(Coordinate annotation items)
/---

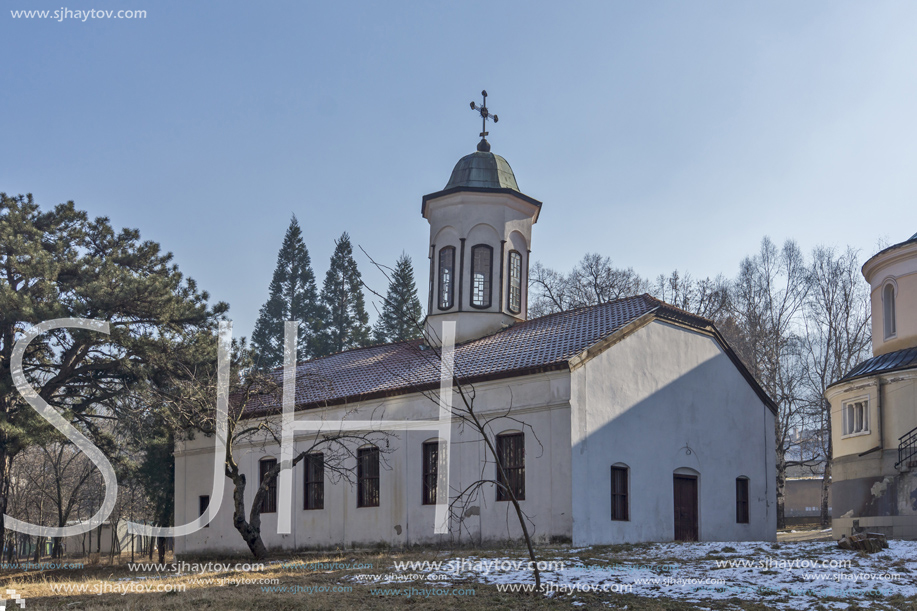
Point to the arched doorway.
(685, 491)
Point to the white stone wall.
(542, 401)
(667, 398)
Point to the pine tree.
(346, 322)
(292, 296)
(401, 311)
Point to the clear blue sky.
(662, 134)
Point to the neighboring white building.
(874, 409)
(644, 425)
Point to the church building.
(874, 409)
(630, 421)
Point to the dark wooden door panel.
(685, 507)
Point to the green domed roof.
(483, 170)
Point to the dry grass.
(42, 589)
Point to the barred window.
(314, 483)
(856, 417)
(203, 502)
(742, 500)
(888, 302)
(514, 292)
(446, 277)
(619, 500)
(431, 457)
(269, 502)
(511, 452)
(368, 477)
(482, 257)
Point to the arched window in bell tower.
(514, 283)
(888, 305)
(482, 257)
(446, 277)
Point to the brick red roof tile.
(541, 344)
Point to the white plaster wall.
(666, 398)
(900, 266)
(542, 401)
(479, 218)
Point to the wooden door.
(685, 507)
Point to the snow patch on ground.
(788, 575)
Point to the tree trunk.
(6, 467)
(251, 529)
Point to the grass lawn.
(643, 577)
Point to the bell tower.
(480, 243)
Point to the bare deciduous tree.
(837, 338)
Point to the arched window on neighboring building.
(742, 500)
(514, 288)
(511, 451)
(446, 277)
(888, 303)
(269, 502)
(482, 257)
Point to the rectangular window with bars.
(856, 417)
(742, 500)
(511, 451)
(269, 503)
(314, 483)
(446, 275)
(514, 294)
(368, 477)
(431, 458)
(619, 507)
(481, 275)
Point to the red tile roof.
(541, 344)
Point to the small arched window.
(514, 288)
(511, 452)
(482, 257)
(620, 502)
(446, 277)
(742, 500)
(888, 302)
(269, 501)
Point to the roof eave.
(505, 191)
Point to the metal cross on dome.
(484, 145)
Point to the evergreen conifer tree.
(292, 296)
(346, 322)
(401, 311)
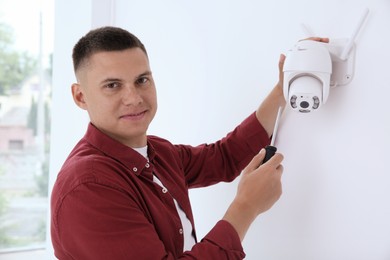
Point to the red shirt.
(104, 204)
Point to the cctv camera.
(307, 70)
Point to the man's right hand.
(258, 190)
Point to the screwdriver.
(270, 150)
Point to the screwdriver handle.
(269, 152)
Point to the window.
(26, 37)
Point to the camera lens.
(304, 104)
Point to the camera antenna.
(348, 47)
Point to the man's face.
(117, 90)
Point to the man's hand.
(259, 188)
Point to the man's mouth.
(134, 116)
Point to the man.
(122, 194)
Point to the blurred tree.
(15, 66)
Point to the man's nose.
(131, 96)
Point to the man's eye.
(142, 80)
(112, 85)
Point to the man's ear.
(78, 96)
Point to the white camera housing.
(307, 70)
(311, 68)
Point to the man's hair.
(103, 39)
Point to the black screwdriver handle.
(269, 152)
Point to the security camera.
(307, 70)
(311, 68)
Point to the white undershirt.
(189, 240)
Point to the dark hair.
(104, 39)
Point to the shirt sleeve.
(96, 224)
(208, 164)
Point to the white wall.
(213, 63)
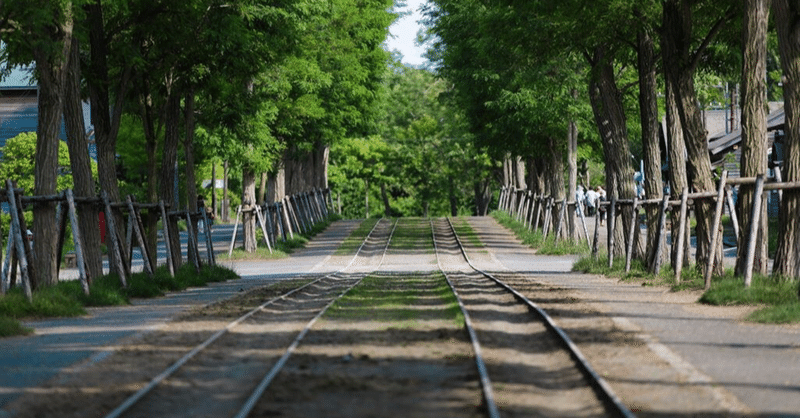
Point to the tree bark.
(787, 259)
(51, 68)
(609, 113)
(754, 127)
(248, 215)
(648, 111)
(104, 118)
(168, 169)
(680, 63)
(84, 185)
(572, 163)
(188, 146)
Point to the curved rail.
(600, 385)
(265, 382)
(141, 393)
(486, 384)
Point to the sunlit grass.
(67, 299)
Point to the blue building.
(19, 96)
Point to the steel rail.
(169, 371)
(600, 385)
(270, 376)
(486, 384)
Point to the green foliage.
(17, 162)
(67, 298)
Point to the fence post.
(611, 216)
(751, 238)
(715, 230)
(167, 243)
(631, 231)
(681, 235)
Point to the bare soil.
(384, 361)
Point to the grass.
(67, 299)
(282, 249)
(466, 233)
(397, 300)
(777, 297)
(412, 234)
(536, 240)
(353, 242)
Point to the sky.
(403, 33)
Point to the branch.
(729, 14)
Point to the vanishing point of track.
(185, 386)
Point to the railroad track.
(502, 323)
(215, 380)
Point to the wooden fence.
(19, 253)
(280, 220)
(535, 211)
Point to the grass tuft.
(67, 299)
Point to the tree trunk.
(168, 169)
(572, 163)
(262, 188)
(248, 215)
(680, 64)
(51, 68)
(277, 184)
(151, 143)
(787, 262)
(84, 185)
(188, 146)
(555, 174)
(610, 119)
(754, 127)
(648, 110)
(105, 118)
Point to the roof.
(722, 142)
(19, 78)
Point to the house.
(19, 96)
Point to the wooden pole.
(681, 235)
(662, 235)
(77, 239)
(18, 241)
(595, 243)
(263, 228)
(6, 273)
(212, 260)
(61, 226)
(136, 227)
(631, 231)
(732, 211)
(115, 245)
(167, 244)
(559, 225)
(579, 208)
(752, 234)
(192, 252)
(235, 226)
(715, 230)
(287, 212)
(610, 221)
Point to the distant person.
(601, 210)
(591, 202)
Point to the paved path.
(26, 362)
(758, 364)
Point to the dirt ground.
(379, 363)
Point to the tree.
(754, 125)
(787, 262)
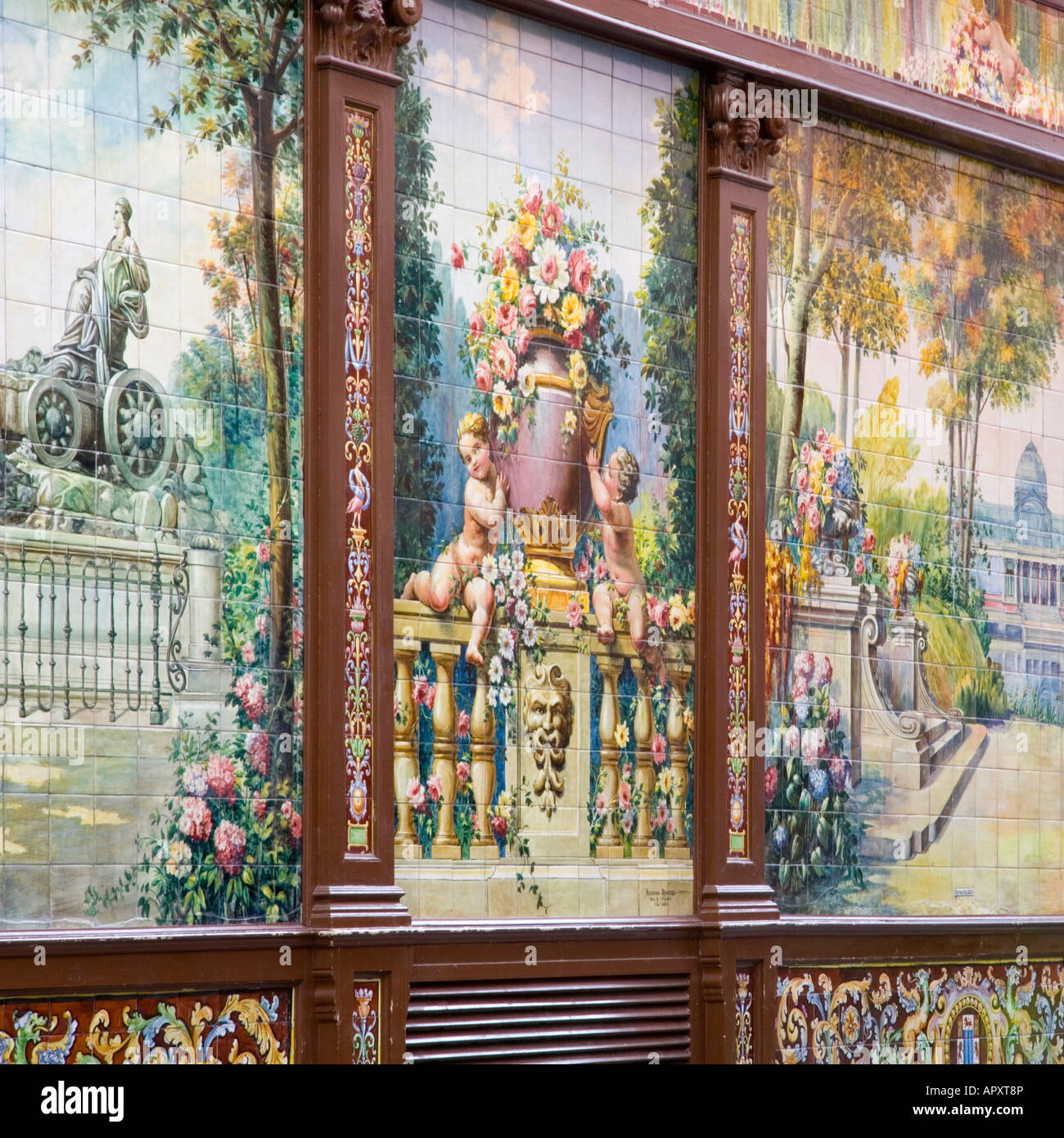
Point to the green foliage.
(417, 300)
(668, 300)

\---

Short exercise ::
Return verbatim every line from the one containing "Point to the grass." through the end of the items, leaving the pictures out of your answer.

Response to the exercise ::
Point to the grass.
(67, 299)
(282, 249)
(466, 233)
(397, 300)
(777, 297)
(412, 234)
(536, 240)
(353, 242)
Point to the sky.
(403, 33)
Point to the branch.
(729, 14)
Point to the vanishing point of track.
(185, 386)
Point to the railroad track.
(502, 323)
(215, 380)
Point to the wooden fence.
(19, 253)
(280, 220)
(535, 211)
Point to the grass tuft.
(67, 299)
Point to the tree trunk.
(168, 169)
(572, 163)
(262, 188)
(248, 215)
(680, 64)
(51, 68)
(277, 184)
(151, 143)
(787, 262)
(84, 185)
(188, 146)
(555, 174)
(610, 119)
(754, 127)
(648, 110)
(105, 118)
Point to the roof.
(722, 142)
(19, 78)
Point to the house.
(19, 96)
Point to the wooden pole.
(681, 235)
(662, 235)
(77, 239)
(18, 241)
(595, 243)
(263, 228)
(6, 273)
(212, 260)
(61, 226)
(136, 227)
(631, 231)
(732, 211)
(115, 245)
(167, 244)
(559, 225)
(579, 208)
(752, 234)
(192, 252)
(235, 226)
(715, 230)
(287, 212)
(610, 221)
Point to the distant person.
(601, 210)
(591, 202)
Point to the paved path.
(26, 362)
(758, 364)
Point to the dirt ground.
(379, 363)
Point to the tree.
(754, 125)
(787, 262)
Point to the green foliage.
(417, 300)
(668, 300)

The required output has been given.